### [EXERCÍCIO PROPOSTO 1]
Segundo a notícia sobre a Agropalma, quantas fazendas tiveram os registros bloqueados em cartório por decisão do juiz da Vara Agrária de Castanhal?

Mais uma nova derrota judicial da Agropalma. Desta vez, por decisão do juiz da Vara Agrária de Castanhal, André Luiz Filo-Creão Garcia da Fonseca. Ao julgar um pedido do Ministério Público do Pará (MPPA), o juiz mandou bloquear em cartório os registros de 12 fazendas cujo total, na região entre Acará e Moju, alcança 35 mil hectares.
O caso é muito grave, porque, na verdade, a Agropalma, pertencente ao grupo do banqueiro Aloysio de Andrade Faria, de 99 anos, ex-fundador e dono do Banco Real, se beneficia de escandalosa fraude, transformando, no cartório de Tailândia, 2.678 hectares em 35.000 mil hectares dos lotes que constituíram, de forma criminosa, a fazenda Porto Alto. A Polícia Federal no Pará, por outro lado, investiga o caso há mais de dois anos e ainda não concluiu o inquérito.
O Ver-o-Fato teve acesso à integra da decisão da Vara Agrária (veja no final da matéria), proferida no último dia 1º deste mês. Antes de tratar dos fundamentos da decisão de André Luiz Fonseca, vale lembrar que a fazenda Porto Alto é a mesma da matrícula de número 519, que a desembargadora Luzia Nadja Nascimento, em 2011, já havia cancelado no cartório de registro de imóveis do Acará, mas a Agropalma abriu 12 novas matrículas das mesmas áreas, desta vez no cartório de Tailândia. São essas áreas que, agora, acabam de ser novamente bloqueadas, por sentença do juiz André Luiz Filo-Creão Fonseca.
Em um parecer fundiário de 2015, da procuradora Cristina Magrin, da Procuradoria Geral do Estado (PGE), ela destaca o caso da fazenda Porto Alto e a matrícula 519, folhas 265, livro 2-A, do Cartório do Acará. A área fica situada na margem esquerda do Rio Acará. A origem remonta à grilagem de Jairo Mendes Sales, já cancelada por decisão da desembargadora Luzia Nadja, em 2011. Magrin enfatiza no parecer que a abertura de 12 novas matrículas no Cartório de Tailândia “visavam ocultar a fraude e ainda contrariando o princípio da territorialidade do registro. A fraude foi feita da seguinte forma para legitimar a posse da empresa sobre 35 mil hectares”.
A Agropalma já chegou a negar ter sido notificada pela procuradora da PGE. O Ver-o-Fato, porém, tem em seu arquivo uma notificação extrajudicial assinada à época pelo procurador-geral do Estado, Ophir Cavalcante Júnior, e recebida e carimbada pela coordenadora jurídica da Agropalma, Simone M. Raposo Santos, na data de 8 de agosto de 2017. No documento, a empresa confirma que foi, sim, intimada a se manifestar sobre o parecer definitivo de Cristina Magrin no prazo de 15 dias a contar da data de recebimento da notificação.

A empresa também negou que a matrícula 519 tenha sido cancelada pela decisão da desembargadora Luzia Nadja. O cancelamento, de fato, ocorreu. Prova disso é o ofício 110/2009, datado de 3 de dezembro de 2009 e assinado pelo então cartorário interventor do Acará, Francisco Valdete Rosa do Carmo. Nesse ofício, o então cartorário do Acará informa à desembargadora o bloqueio de diversas matrículas, entre elas a 519, em favor da fazenda Porto Alto.

### [EXERCÍCIO PROPOSTO 2]
Transcreva fielmente as linhas das entradas, do início delas até a linha que contém "112;210;149;305", inclusive.

### [INFORMAÇÕES FORNECIDAS]
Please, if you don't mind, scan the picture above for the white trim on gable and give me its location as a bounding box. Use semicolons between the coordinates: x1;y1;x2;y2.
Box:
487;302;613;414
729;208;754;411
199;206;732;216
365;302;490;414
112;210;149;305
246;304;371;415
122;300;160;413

### [RESPOSTA COMPLETA 1]
Doze fazendas.

### [RESPOSTA COMPLETA 2]
Please, if you don't mind, scan the picture above for the white trim on gable and give me its location as a bounding box. Use semicolons between the coordinates: x1;y1;x2;y2.
Box:
487;302;613;414
729;208;754;411
199;206;732;216
365;302;490;414
112;210;149;305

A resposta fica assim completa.